EXERCISE DESCRIPTION = Identify, in the records below, every line where the string "dirt" appears, and copy each such line.

RECORDS SUPPLIED =
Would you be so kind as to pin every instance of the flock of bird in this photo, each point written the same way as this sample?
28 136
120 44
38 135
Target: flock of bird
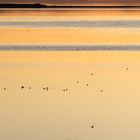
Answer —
64 90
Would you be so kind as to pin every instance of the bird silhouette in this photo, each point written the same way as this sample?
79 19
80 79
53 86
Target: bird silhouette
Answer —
92 126
22 87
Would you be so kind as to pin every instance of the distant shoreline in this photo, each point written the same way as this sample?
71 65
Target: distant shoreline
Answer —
38 5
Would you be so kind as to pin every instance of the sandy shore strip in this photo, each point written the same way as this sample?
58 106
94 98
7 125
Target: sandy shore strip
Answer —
74 24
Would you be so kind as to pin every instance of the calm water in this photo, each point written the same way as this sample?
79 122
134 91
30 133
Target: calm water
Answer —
85 88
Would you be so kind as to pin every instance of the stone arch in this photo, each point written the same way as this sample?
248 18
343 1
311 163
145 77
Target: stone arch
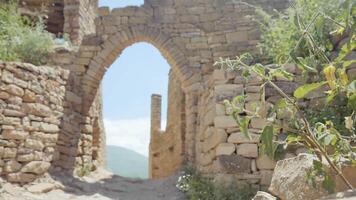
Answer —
116 43
96 55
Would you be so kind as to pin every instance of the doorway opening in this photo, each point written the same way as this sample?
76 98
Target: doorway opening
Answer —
139 72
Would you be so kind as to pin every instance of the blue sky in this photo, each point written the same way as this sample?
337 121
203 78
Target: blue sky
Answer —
137 73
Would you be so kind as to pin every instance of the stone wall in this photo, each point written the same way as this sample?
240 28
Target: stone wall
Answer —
167 146
79 18
191 35
31 108
223 150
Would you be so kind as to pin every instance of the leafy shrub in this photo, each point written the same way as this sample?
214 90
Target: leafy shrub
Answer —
281 34
84 170
21 39
198 187
302 36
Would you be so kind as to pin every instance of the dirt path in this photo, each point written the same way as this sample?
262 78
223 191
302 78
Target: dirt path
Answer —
99 186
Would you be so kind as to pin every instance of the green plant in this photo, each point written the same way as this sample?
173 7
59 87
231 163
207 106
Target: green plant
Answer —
22 39
198 187
282 31
301 35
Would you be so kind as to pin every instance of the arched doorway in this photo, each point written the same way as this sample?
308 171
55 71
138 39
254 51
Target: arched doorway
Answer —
127 86
168 146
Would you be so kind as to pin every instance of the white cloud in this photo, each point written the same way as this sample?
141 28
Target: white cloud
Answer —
133 134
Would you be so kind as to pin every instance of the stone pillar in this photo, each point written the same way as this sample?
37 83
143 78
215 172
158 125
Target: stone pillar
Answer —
156 104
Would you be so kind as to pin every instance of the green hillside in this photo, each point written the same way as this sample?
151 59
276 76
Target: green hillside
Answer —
127 163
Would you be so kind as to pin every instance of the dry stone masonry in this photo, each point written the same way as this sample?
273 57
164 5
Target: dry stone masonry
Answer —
31 108
52 116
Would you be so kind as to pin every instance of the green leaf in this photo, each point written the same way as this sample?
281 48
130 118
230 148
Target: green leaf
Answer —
351 88
243 122
268 146
351 103
282 74
301 64
328 184
330 139
302 91
292 139
259 69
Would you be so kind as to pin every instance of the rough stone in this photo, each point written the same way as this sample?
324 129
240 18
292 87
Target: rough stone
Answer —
233 164
225 149
263 196
291 173
14 134
12 166
36 167
21 177
224 122
37 109
247 150
239 138
264 162
41 188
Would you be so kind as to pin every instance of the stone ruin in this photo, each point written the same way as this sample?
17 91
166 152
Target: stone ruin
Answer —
51 117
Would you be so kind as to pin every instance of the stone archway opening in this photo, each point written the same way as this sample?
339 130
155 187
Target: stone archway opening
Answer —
166 149
127 86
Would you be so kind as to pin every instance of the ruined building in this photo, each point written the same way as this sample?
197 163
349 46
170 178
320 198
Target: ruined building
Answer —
51 117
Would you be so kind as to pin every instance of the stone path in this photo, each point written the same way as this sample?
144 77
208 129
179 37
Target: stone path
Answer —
100 186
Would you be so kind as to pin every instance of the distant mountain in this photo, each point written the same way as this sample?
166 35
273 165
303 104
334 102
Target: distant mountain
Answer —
127 163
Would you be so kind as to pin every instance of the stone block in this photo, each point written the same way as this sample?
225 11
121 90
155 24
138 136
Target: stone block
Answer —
247 150
37 109
14 90
12 166
225 149
36 167
258 123
215 139
239 36
14 134
233 164
266 177
240 138
224 122
21 177
263 162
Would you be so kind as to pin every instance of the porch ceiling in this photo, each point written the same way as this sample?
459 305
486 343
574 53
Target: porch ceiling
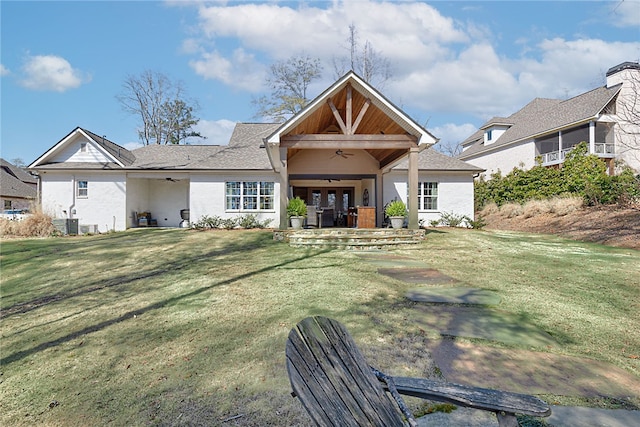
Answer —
349 120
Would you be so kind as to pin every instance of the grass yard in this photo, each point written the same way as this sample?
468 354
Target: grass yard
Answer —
178 327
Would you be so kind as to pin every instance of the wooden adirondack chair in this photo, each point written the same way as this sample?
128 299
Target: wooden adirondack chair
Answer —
337 387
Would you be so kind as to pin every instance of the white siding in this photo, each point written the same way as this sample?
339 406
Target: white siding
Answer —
208 196
455 192
104 206
522 155
71 152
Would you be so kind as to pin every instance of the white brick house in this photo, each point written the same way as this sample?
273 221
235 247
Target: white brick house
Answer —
349 147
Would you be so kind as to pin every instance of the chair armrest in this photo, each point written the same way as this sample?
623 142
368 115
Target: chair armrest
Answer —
473 397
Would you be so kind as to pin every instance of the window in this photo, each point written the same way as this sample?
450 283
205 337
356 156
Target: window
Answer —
428 196
83 189
249 196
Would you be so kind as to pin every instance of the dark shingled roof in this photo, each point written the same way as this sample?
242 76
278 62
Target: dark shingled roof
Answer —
541 116
242 153
432 160
14 182
122 154
245 150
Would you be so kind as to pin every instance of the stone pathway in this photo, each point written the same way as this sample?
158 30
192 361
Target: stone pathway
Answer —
456 310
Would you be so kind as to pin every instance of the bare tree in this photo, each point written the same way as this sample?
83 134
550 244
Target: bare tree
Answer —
288 81
628 113
167 116
365 61
18 162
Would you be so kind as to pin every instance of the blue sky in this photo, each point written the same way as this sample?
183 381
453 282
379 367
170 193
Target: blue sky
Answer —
455 64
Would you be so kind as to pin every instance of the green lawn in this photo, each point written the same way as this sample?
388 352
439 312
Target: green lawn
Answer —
178 327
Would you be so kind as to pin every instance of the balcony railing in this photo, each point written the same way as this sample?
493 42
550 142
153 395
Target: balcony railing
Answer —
604 149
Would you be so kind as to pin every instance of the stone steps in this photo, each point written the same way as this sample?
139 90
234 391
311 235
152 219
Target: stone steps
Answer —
351 238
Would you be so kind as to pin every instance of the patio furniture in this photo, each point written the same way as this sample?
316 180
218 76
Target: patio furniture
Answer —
337 386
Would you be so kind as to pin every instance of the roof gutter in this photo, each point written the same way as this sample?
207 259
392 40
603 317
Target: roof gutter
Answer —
526 138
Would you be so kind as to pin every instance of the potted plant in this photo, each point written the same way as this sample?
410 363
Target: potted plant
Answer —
396 211
296 210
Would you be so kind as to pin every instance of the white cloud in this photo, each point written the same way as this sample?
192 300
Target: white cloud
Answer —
451 135
217 132
451 132
50 72
133 145
625 13
439 64
240 70
407 34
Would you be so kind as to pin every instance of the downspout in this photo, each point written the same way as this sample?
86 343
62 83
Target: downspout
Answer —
73 197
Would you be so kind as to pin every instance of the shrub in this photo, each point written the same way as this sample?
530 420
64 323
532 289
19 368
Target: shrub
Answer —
251 221
229 223
36 224
535 207
450 219
396 208
490 209
511 210
207 221
476 224
296 207
582 175
562 206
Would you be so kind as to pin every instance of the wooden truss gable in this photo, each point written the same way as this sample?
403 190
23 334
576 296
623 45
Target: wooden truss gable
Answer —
352 116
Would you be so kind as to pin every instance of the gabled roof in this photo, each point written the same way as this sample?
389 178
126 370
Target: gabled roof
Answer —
245 151
434 161
394 116
16 183
119 156
542 116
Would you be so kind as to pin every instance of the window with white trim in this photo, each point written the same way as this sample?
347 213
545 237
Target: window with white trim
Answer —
428 196
250 196
83 189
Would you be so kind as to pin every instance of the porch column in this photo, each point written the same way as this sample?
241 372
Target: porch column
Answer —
284 189
412 203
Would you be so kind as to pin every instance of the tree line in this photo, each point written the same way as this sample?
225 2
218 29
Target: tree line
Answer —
167 115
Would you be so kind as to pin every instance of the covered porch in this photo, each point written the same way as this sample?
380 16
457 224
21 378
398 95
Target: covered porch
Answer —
334 154
157 199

ANSWER FOR THE TASK =
Would you be so kind as to pin every instance of the dirt path in this photo, each point written the same way as this sample?
Target: dirt path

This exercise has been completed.